_What to do_
Repeat the records exactly, so that each line matches the original.

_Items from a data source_

========

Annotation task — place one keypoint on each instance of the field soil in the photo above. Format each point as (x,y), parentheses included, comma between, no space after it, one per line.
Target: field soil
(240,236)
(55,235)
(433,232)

========

_Exercise solution_
Annotation task — place one keypoint on each instance of the field soil in the photo above. Format each point as (x,y), parentheses included, comma between, no space after it, one per line.
Target: field soil
(240,236)
(55,235)
(433,232)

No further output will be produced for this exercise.